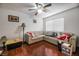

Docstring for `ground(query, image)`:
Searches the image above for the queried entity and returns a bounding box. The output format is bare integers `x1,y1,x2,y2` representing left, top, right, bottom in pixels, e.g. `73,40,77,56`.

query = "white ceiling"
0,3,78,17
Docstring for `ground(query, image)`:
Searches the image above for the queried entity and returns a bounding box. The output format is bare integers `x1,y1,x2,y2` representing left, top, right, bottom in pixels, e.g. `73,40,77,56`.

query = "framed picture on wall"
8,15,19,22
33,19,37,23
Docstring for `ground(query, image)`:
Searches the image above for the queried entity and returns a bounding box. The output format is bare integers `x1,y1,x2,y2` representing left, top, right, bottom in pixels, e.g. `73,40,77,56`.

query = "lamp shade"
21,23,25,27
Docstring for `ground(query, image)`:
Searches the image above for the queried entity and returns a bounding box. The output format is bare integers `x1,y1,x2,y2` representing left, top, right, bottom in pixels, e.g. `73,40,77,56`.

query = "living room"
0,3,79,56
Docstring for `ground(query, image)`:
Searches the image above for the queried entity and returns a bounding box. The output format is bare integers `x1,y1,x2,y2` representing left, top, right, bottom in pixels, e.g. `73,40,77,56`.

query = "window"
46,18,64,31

_ _ _ _

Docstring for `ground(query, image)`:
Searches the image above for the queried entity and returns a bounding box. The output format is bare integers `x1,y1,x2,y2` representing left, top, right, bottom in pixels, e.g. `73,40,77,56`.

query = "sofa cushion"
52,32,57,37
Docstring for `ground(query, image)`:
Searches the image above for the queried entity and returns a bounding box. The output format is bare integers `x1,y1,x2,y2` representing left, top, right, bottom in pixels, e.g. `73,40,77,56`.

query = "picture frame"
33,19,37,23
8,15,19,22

_ _ _ _

Given request ::
How many lines above contain the string "picture"? Case matters. Reply with the number only.

Answer below ::
2